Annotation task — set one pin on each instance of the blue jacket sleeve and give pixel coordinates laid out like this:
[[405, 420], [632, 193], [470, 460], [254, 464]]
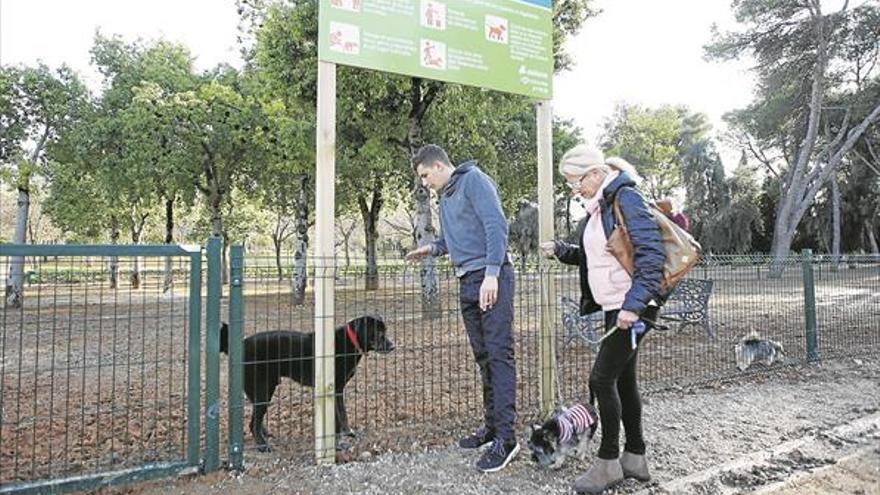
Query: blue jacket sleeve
[[484, 198], [649, 255], [438, 247], [570, 254]]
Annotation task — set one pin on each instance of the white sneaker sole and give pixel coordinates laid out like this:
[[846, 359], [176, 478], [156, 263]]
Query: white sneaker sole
[[505, 463]]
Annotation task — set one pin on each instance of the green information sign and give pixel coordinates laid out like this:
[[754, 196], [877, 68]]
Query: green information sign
[[505, 45]]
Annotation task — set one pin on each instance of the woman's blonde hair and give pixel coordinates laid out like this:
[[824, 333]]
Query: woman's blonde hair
[[583, 158]]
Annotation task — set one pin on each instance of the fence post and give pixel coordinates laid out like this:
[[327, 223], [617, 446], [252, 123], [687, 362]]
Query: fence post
[[212, 356], [547, 342], [194, 355], [810, 304], [236, 370]]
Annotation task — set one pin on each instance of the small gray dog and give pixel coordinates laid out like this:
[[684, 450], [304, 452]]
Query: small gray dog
[[754, 349], [567, 433]]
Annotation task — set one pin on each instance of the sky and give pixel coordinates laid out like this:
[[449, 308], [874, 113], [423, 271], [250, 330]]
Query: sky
[[638, 51], [650, 52]]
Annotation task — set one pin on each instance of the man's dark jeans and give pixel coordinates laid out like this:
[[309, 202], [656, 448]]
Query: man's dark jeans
[[491, 337]]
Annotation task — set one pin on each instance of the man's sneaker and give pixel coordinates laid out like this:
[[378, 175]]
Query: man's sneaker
[[477, 439], [498, 456]]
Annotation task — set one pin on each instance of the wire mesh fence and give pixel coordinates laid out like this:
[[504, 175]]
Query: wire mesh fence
[[94, 369], [427, 390]]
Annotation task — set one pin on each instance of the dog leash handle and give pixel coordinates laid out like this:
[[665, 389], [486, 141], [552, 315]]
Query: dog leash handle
[[637, 328]]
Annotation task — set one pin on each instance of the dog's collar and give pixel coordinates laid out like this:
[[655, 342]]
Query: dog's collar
[[352, 337]]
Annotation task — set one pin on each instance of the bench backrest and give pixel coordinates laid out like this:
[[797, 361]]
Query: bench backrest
[[692, 293]]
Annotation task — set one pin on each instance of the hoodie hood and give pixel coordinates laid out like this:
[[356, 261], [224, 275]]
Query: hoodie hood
[[457, 174], [610, 191]]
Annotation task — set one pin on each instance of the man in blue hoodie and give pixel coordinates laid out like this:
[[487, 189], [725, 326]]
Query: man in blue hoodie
[[473, 231]]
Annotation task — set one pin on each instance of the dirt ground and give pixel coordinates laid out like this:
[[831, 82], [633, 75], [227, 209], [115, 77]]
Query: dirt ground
[[800, 429]]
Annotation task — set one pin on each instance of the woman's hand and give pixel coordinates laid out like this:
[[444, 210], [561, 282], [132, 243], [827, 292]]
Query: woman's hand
[[625, 319]]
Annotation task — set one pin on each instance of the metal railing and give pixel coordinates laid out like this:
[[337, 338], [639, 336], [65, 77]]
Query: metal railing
[[98, 385], [101, 385]]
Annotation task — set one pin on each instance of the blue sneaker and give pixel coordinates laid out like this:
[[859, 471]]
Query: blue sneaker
[[498, 456]]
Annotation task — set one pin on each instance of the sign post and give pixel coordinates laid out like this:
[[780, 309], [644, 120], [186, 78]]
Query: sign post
[[503, 45]]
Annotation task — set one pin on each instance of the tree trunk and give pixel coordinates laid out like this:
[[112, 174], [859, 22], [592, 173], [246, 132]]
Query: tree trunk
[[276, 245], [224, 260], [424, 231], [782, 237], [805, 183], [137, 230], [114, 260], [872, 239], [168, 281], [299, 277], [15, 281], [370, 216], [835, 223]]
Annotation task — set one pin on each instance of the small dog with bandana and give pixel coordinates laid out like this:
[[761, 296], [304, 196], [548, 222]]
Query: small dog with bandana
[[567, 433]]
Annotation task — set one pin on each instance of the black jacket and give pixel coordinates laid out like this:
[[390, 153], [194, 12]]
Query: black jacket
[[647, 244]]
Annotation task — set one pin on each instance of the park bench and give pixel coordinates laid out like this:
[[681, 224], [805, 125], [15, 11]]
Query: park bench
[[688, 305]]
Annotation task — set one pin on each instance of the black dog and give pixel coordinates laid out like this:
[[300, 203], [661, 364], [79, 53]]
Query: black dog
[[269, 356]]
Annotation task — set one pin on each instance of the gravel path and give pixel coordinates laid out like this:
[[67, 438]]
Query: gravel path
[[734, 437]]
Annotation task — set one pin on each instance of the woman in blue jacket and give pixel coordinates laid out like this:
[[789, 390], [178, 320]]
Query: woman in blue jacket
[[625, 298]]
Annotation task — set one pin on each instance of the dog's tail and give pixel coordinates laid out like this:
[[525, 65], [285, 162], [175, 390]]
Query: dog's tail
[[224, 338]]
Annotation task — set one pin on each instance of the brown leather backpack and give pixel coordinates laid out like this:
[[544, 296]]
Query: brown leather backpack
[[682, 250]]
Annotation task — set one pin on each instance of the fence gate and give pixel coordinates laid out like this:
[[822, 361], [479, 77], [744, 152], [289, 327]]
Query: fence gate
[[99, 366]]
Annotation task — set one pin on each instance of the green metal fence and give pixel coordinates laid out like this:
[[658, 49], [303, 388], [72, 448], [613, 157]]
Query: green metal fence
[[100, 367], [427, 389]]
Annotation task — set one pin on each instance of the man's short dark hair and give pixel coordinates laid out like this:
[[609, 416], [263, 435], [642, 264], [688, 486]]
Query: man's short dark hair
[[428, 154]]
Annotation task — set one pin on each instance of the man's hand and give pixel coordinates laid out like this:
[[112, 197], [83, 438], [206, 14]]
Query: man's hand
[[625, 319], [488, 292], [419, 253]]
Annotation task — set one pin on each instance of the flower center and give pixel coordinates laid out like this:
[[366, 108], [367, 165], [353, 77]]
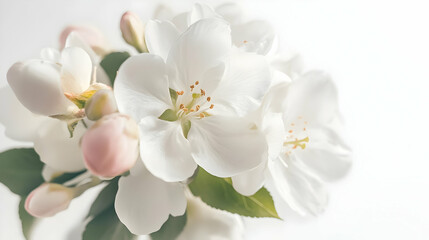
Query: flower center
[[297, 136], [193, 103]]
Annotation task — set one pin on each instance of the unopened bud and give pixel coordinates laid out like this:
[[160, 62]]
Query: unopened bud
[[100, 104], [37, 85], [48, 199], [132, 29], [91, 35], [110, 146]]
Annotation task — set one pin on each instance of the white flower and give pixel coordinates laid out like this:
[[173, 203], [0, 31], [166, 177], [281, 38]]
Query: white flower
[[205, 222], [250, 36], [305, 146], [40, 84], [216, 88], [50, 136], [144, 202]]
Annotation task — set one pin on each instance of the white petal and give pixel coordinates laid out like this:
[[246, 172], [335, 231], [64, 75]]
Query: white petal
[[203, 47], [49, 173], [141, 87], [160, 36], [200, 11], [226, 146], [20, 123], [37, 85], [246, 82], [76, 70], [181, 21], [144, 202], [326, 154], [290, 65], [50, 54], [164, 150], [296, 186], [163, 12], [208, 223], [256, 36], [248, 183], [231, 12], [312, 96], [57, 149], [75, 40]]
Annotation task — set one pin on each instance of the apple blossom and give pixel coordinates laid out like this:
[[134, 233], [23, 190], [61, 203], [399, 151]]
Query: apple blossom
[[40, 84], [205, 222], [212, 88], [100, 104], [91, 35], [110, 146], [132, 29], [144, 202], [48, 199], [301, 123]]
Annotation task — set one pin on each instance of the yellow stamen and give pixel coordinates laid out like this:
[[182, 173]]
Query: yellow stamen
[[297, 143]]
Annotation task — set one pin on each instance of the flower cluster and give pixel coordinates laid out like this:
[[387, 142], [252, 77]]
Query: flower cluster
[[205, 116]]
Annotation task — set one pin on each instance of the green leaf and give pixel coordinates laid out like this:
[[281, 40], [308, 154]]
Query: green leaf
[[219, 193], [171, 228], [111, 63], [20, 170], [105, 224], [169, 115], [66, 177], [27, 221]]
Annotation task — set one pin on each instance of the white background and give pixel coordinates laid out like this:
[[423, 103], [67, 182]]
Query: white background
[[376, 50]]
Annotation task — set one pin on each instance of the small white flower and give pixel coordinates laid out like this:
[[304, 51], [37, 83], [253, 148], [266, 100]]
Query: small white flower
[[305, 146], [215, 89], [248, 35], [144, 202], [205, 222], [69, 71]]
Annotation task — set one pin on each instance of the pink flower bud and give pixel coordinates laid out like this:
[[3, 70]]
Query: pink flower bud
[[48, 199], [110, 146], [91, 35], [102, 103], [132, 29]]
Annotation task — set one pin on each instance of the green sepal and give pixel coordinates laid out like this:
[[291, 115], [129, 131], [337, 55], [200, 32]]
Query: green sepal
[[219, 193], [169, 115], [104, 223], [20, 170], [111, 63], [27, 221], [66, 177]]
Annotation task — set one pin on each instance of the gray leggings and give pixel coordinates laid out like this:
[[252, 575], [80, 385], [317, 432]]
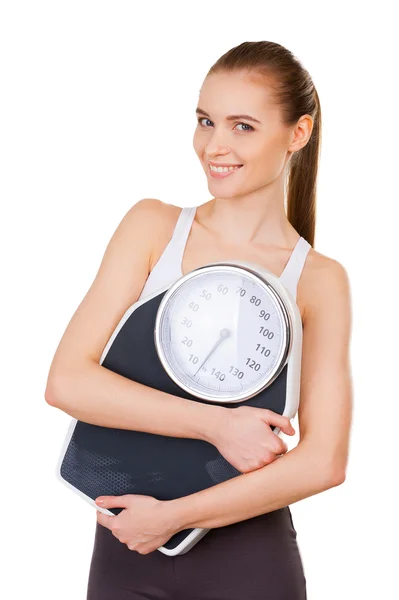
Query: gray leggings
[[255, 559]]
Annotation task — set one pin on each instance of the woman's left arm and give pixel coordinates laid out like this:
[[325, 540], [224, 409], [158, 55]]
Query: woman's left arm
[[319, 460]]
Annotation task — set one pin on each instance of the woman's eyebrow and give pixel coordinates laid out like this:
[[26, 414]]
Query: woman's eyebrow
[[199, 111]]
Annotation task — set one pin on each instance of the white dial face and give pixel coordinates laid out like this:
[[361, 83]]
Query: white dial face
[[222, 333]]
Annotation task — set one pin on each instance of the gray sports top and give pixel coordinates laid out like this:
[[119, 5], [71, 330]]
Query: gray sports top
[[168, 269]]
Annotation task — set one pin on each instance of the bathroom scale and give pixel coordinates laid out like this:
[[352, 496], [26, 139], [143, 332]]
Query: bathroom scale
[[227, 333]]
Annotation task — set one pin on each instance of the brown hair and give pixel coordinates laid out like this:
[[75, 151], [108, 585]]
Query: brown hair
[[294, 91]]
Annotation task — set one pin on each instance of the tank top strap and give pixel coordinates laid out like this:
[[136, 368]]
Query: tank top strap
[[293, 269], [182, 230]]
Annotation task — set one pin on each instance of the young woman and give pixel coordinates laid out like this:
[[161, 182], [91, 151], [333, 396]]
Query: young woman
[[259, 113]]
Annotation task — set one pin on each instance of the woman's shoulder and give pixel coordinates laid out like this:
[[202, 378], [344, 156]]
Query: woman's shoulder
[[323, 278], [164, 218]]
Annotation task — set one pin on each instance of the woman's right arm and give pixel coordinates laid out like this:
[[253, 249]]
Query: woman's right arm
[[78, 385]]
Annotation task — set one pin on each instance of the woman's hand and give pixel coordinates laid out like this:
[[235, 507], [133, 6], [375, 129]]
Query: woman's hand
[[144, 525], [244, 438]]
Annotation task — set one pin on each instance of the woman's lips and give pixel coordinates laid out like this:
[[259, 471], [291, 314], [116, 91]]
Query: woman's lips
[[223, 174]]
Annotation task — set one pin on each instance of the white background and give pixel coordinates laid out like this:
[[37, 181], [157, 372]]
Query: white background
[[97, 110]]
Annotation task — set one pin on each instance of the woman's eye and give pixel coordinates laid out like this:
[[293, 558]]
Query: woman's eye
[[245, 124]]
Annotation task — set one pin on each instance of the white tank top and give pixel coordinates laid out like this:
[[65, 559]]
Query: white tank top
[[168, 269]]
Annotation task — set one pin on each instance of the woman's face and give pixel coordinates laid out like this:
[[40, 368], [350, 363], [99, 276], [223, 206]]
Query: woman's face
[[261, 146]]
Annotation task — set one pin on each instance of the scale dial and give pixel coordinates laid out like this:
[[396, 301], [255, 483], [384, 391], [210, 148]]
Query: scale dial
[[222, 332]]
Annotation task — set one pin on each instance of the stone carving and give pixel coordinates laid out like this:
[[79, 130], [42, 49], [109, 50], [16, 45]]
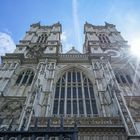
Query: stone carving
[[10, 113], [35, 50], [134, 107]]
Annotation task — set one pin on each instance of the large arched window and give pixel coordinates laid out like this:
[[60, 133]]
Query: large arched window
[[74, 95], [25, 77], [42, 38]]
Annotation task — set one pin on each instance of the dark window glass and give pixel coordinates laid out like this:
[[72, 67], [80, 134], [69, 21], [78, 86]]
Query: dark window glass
[[61, 111], [107, 39], [69, 92], [69, 76], [62, 92], [103, 37], [19, 78], [85, 82], [79, 92], [63, 81], [78, 77], [117, 77], [68, 107], [74, 92], [123, 79], [129, 79], [55, 108], [74, 77], [81, 109], [94, 108], [31, 79], [74, 107], [90, 84], [25, 79], [100, 39], [91, 92], [86, 92], [88, 107], [57, 92]]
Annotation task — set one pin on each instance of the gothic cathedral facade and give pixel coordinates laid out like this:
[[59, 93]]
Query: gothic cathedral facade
[[49, 95]]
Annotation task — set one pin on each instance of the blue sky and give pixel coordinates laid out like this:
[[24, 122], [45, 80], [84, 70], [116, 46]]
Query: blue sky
[[17, 15]]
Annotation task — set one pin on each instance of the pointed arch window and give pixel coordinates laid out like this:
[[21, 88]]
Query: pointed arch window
[[42, 38], [103, 38], [25, 78], [74, 95]]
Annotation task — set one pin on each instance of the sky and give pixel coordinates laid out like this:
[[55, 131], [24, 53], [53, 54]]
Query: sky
[[17, 15]]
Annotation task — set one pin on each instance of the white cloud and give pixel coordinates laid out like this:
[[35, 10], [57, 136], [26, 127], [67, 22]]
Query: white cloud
[[63, 37], [66, 44], [7, 44]]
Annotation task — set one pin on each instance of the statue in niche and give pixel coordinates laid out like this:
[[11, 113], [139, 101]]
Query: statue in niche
[[35, 50], [10, 112]]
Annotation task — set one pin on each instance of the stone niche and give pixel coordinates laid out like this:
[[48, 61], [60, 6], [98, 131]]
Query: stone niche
[[10, 111], [133, 104]]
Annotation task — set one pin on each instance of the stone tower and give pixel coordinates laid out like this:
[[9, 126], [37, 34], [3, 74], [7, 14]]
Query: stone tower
[[49, 95]]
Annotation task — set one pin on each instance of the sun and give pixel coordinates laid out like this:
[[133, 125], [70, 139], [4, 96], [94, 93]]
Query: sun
[[135, 47]]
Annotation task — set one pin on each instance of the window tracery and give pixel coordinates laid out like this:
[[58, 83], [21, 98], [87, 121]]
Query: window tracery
[[42, 38], [103, 38], [74, 95], [25, 77]]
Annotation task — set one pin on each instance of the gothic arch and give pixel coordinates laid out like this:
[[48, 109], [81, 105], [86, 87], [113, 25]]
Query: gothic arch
[[74, 93], [25, 76], [85, 70]]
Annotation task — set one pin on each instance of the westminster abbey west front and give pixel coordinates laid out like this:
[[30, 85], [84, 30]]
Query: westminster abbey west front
[[49, 95]]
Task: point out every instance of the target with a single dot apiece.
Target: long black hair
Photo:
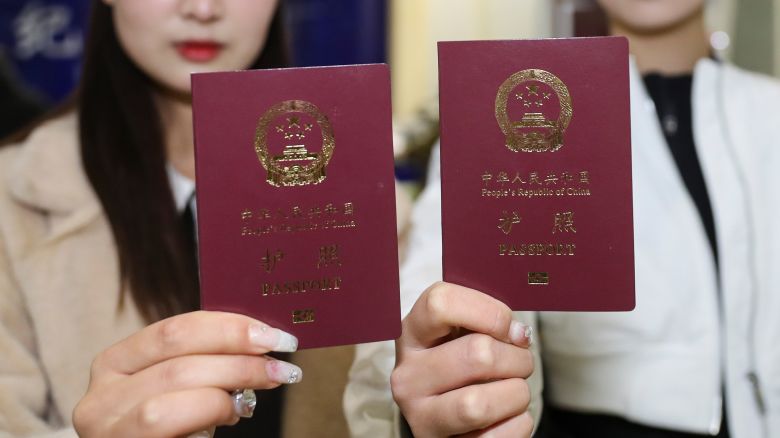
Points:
(124, 157)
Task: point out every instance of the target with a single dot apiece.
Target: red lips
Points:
(198, 51)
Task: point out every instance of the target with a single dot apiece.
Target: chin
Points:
(651, 16)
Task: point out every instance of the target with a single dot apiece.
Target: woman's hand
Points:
(174, 377)
(461, 365)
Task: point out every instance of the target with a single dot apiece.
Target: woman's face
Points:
(651, 16)
(169, 39)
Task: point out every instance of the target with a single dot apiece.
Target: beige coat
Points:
(58, 283)
(59, 297)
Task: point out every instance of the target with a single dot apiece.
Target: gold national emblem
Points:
(288, 160)
(533, 109)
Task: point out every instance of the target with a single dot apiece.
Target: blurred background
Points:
(41, 45)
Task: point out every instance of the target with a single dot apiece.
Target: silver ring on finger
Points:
(244, 402)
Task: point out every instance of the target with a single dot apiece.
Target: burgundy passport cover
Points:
(536, 172)
(296, 200)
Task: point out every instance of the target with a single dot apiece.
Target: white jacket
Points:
(664, 363)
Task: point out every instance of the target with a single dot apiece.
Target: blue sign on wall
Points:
(331, 32)
(44, 41)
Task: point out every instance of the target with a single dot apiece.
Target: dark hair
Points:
(124, 157)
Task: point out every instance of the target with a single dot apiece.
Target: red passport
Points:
(296, 200)
(536, 172)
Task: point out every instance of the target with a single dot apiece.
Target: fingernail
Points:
(519, 332)
(272, 339)
(283, 372)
----
#### EXERCISE
Every line above in which the word "passport" occurs is to be copied.

#### RESPONSE TO THE TASK
Target: burgundy passport cover
Target: red passport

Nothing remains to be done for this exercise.